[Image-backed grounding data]
╔══

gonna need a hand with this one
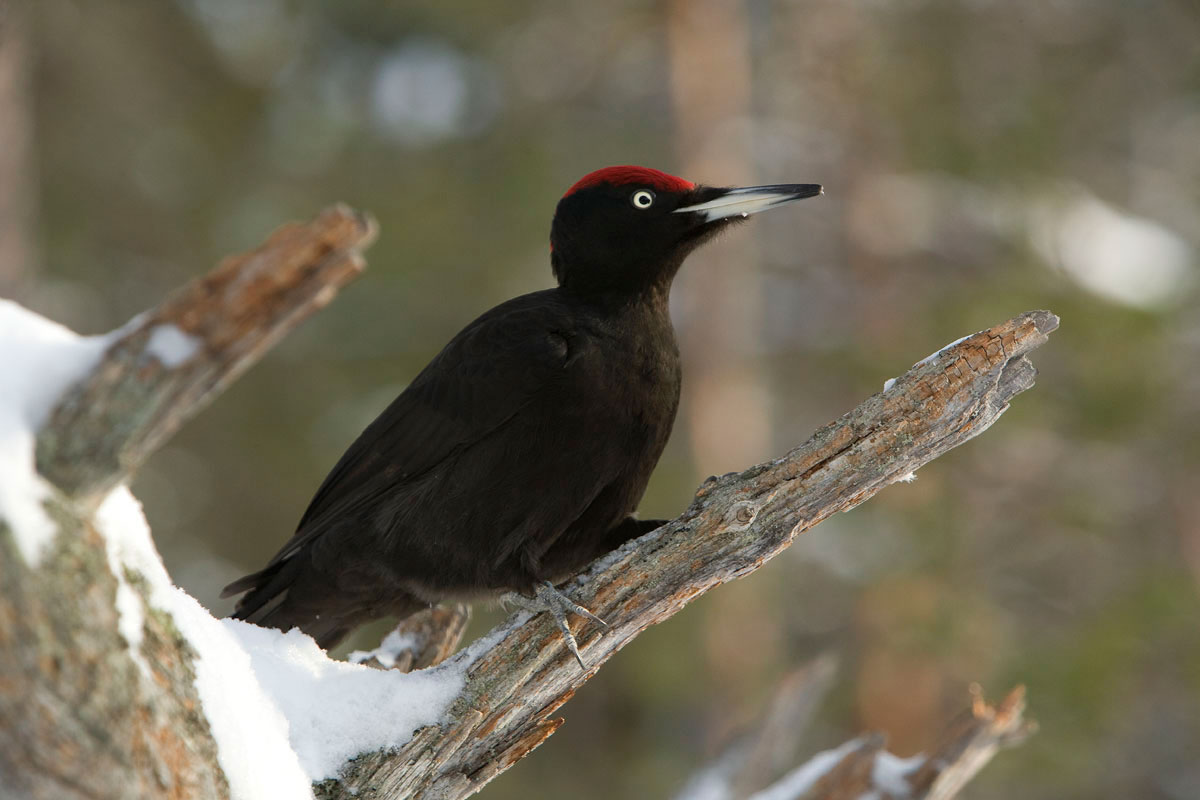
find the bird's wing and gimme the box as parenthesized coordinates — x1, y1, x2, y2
(265, 292, 576, 569)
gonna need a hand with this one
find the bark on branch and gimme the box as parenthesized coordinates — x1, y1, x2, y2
(320, 310, 1058, 799)
(35, 205, 375, 506)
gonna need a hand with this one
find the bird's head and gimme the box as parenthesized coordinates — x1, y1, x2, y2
(549, 165, 822, 298)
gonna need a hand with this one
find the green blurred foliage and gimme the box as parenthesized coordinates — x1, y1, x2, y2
(17, 0, 1200, 797)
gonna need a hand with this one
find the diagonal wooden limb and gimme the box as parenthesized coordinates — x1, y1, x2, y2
(319, 310, 1059, 799)
(35, 204, 376, 507)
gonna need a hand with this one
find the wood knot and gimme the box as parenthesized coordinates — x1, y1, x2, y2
(725, 501, 759, 530)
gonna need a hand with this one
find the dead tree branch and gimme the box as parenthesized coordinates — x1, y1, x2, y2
(908, 685, 1036, 800)
(350, 606, 472, 673)
(680, 683, 1032, 800)
(319, 310, 1058, 799)
(790, 685, 1033, 800)
(35, 205, 375, 507)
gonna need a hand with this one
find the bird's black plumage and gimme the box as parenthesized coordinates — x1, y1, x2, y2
(223, 166, 821, 651)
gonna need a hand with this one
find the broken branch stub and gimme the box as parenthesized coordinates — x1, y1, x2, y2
(35, 205, 376, 506)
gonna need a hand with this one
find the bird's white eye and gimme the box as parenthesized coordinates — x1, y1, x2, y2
(631, 190, 655, 209)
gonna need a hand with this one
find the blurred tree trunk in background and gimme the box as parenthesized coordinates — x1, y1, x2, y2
(667, 0, 770, 476)
(0, 0, 36, 297)
(666, 0, 787, 744)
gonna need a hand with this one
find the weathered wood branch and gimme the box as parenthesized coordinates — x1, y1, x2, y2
(793, 686, 1033, 800)
(0, 206, 375, 800)
(679, 682, 1031, 800)
(319, 310, 1059, 799)
(35, 205, 375, 506)
(908, 685, 1035, 799)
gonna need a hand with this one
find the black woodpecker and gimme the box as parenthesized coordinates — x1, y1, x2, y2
(223, 166, 822, 665)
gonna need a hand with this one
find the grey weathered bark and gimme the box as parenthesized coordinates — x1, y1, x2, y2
(0, 195, 1054, 799)
(35, 206, 374, 507)
(0, 206, 376, 800)
(318, 310, 1058, 799)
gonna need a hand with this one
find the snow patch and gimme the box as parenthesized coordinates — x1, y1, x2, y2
(95, 487, 313, 799)
(747, 739, 864, 800)
(0, 300, 110, 564)
(674, 765, 734, 800)
(872, 751, 924, 795)
(349, 628, 419, 668)
(1032, 189, 1193, 309)
(917, 333, 972, 367)
(146, 323, 201, 367)
(111, 565, 151, 677)
(226, 621, 465, 781)
(882, 377, 896, 392)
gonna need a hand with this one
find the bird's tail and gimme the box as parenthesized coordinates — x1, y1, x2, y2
(222, 557, 423, 651)
(221, 558, 351, 649)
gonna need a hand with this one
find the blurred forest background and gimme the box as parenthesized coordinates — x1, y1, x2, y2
(4, 0, 1199, 797)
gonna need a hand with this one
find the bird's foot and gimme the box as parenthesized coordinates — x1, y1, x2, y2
(509, 581, 606, 669)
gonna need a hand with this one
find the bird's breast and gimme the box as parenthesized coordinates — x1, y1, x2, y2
(572, 313, 681, 440)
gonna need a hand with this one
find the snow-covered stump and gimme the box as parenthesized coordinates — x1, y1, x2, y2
(0, 206, 375, 799)
(319, 311, 1058, 800)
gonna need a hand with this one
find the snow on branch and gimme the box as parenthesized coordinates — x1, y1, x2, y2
(319, 310, 1059, 799)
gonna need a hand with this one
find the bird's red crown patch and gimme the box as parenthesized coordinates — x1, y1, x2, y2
(563, 166, 695, 198)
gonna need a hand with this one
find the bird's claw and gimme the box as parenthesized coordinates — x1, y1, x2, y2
(510, 581, 606, 669)
(540, 581, 607, 628)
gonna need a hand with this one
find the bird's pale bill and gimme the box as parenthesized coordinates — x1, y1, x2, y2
(675, 184, 823, 221)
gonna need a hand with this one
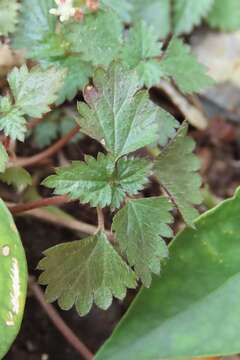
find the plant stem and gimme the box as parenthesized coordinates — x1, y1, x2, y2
(9, 195, 74, 214)
(13, 125, 80, 168)
(96, 207, 105, 231)
(29, 277, 93, 360)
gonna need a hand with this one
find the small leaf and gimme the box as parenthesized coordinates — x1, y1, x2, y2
(0, 100, 26, 142)
(77, 62, 159, 159)
(63, 10, 123, 66)
(43, 153, 151, 209)
(0, 167, 32, 191)
(173, 0, 214, 35)
(38, 232, 137, 316)
(161, 38, 213, 94)
(0, 143, 8, 173)
(112, 197, 173, 287)
(0, 0, 20, 36)
(0, 199, 27, 359)
(8, 65, 66, 118)
(207, 0, 240, 31)
(154, 122, 202, 227)
(157, 109, 179, 147)
(95, 188, 240, 360)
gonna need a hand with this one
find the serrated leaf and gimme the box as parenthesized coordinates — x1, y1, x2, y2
(8, 65, 66, 118)
(173, 0, 214, 35)
(112, 197, 173, 287)
(13, 0, 56, 52)
(63, 11, 123, 66)
(154, 122, 202, 227)
(100, 0, 132, 22)
(121, 21, 163, 87)
(38, 231, 137, 316)
(161, 38, 213, 94)
(0, 199, 27, 359)
(77, 62, 159, 159)
(0, 0, 20, 36)
(95, 188, 240, 360)
(0, 105, 26, 142)
(43, 153, 151, 209)
(130, 0, 171, 39)
(207, 0, 240, 31)
(0, 143, 8, 173)
(157, 109, 179, 147)
(0, 167, 32, 191)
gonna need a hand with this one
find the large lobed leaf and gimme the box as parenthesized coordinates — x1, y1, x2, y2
(96, 187, 240, 360)
(154, 122, 202, 227)
(38, 232, 137, 316)
(43, 153, 151, 209)
(113, 197, 173, 287)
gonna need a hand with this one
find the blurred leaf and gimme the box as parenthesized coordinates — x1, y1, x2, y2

╚══

ACTIVITY:
Please output every entry exactly as written, apart from the pictures.

SOLUTION FOR THIS PROBLEM:
gonna need a hand with this one
find the bird's wing and gimme the box as parenthesized coordinates — x1, y1, x2, y2
(265, 292, 576, 569)
gonna need a hand with this one
find the bark on branch and gimme the box as parenthesized coordinates — x1, y1, x2, y2
(320, 310, 1058, 799)
(35, 205, 375, 506)
gonna need a hand with this one
find the bird's head and gimme the box as parenthesized coordinates — x1, y1, x2, y2
(549, 165, 822, 298)
gonna need a hand with this one
find the green blurred foliage and gimme the box as parenthesized coordinates — x1, y1, x2, y2
(17, 0, 1200, 797)
gonna need a hand with this one
find the diagonal wooden limb and gimme the box as parenthesized coordinates — x1, y1, x2, y2
(319, 310, 1059, 799)
(35, 204, 376, 507)
gonna need a hand with this one
find the wood knot and gimme the box as parenthesized coordinates — x1, y1, x2, y2
(725, 501, 759, 530)
gonna need a hand with this one
find the dead tree branch and gimme the box as parenthesized coordinates — x1, y1, x2, y2
(908, 685, 1036, 800)
(350, 606, 472, 673)
(680, 683, 1032, 800)
(319, 310, 1058, 799)
(790, 685, 1033, 800)
(35, 205, 375, 507)
gonna need a hand with this one
find the bird's black plumage and gimme the box as parenthesized coordinates — x1, y1, x2, y2
(223, 166, 821, 651)
gonna need a hand with this one
find the broken branch stub and gimme the box as parenthesized coordinates — x1, y1, x2, y2
(35, 205, 376, 506)
gonna need a hand with this one
find the bird's white eye and gimme the box as parenthesized coordinates — x1, y1, x2, y2
(631, 190, 655, 209)
gonna need a hand with this one
find the blurred tree trunk in background and gimme the box as parenthesized coordinates — x1, y1, x2, y2
(667, 0, 770, 476)
(0, 0, 36, 297)
(666, 0, 787, 744)
gonna need a hand with this one
find the weathered wood branch and gimme the box as parenthesized coordinates — x1, y1, x2, y2
(793, 686, 1033, 800)
(0, 206, 375, 800)
(679, 682, 1031, 800)
(319, 310, 1059, 799)
(35, 205, 375, 506)
(908, 685, 1035, 799)
gonna need a hand with this one
find the black woodpecker and gimme the box as parenthesized coordinates — x1, y1, x2, y2
(223, 166, 822, 665)
gonna need a hand with this one
find the grey weathered bark and gimme the box as parenthesized coordinates — x1, y1, x2, y2
(0, 195, 1054, 799)
(35, 206, 374, 507)
(0, 206, 376, 800)
(318, 310, 1058, 799)
gonna need a hand with this one
find the snow patch and gimme the box as parenthesized coordinates — x1, y1, x2, y2
(95, 487, 313, 799)
(747, 739, 864, 800)
(0, 300, 110, 564)
(674, 765, 734, 800)
(872, 751, 924, 795)
(349, 628, 419, 668)
(1032, 189, 1193, 309)
(917, 333, 972, 367)
(146, 323, 201, 367)
(111, 565, 151, 677)
(226, 621, 465, 781)
(882, 377, 896, 392)
gonna need a hand with this one
find the bird's tail and gimme the box as parenthesized coordinates — x1, y1, x2, y2
(222, 557, 423, 651)
(221, 558, 351, 649)
gonna need a hand with this one
find the blurred forest background and gimme the box as parenthesized coordinates — x1, y1, x2, y2
(4, 0, 1199, 797)
gonna need a hand with this one
find the bird's foot and gimme the box as parenthesized coordinates — x1, y1, x2, y2
(509, 581, 606, 669)
gonna need a hand with this one
find the bird's breast and gimme the box as parenthesized coordinates — x1, y1, x2, y2
(572, 313, 681, 440)
gonna need a hand with this one
find the snow-covered stump and gimme the box as parenthesized coordinates — x1, y1, x2, y2
(0, 206, 375, 799)
(319, 311, 1058, 800)
gonna need a hand with this one
find the snow on branch and gimme the box as parenthesized coordinates — x1, y1, x2, y2
(319, 310, 1059, 799)
gonna need a hand with this one
find the bird's red crown patch and gimme the box as parenthesized coordinates — x1, y1, x2, y2
(563, 166, 695, 198)
gonna need a hand with this one
find the bird's claw and gimme the box as parenthesized coordinates — x1, y1, x2, y2
(510, 581, 606, 669)
(540, 581, 607, 628)
gonna need a hand with this one
find the bird's pale bill and gimme the box as parenthesized coordinates — x1, y1, x2, y2
(675, 184, 823, 221)
gonna need a hand with this one
find the plant stem and gimme the box as parenthesized coordinates — x1, y1, x2, y2
(9, 195, 74, 214)
(13, 125, 80, 168)
(96, 207, 105, 231)
(29, 277, 93, 360)
gonna need a hand with this one
find the small leaf and gimme the box as parenthesized coordinates — x1, y1, x2, y2
(0, 100, 26, 142)
(77, 62, 159, 159)
(63, 10, 123, 66)
(43, 153, 151, 209)
(0, 167, 32, 191)
(173, 0, 214, 35)
(38, 232, 137, 316)
(161, 38, 213, 94)
(0, 143, 8, 173)
(112, 197, 173, 287)
(0, 0, 20, 36)
(0, 199, 27, 359)
(8, 65, 66, 118)
(207, 0, 240, 31)
(154, 122, 202, 227)
(157, 109, 179, 147)
(95, 188, 240, 360)
gonna need a hand with this one
find the serrated leaf and gimme the box as parenthesized coordinates — x1, y1, x2, y2
(8, 65, 66, 118)
(173, 0, 214, 35)
(112, 197, 173, 287)
(13, 0, 56, 52)
(63, 11, 123, 66)
(154, 122, 202, 227)
(100, 0, 132, 22)
(121, 21, 163, 87)
(38, 231, 137, 316)
(161, 38, 213, 94)
(0, 199, 27, 359)
(77, 62, 159, 159)
(0, 0, 20, 36)
(95, 188, 240, 360)
(0, 105, 26, 142)
(43, 153, 151, 209)
(130, 0, 171, 39)
(207, 0, 240, 31)
(0, 143, 8, 173)
(157, 109, 179, 147)
(0, 167, 32, 191)
gonna need a hand with this one
find the large lobed leaf and gimme the box as parenthesized coordinates — x1, y1, x2, y2
(96, 187, 240, 360)
(154, 122, 202, 227)
(38, 232, 137, 316)
(43, 153, 151, 209)
(113, 197, 173, 287)
gonna need a hand with this one
find the blurred leaf and gimme the box as parenthesized coordinates — x1, y1, x2, y2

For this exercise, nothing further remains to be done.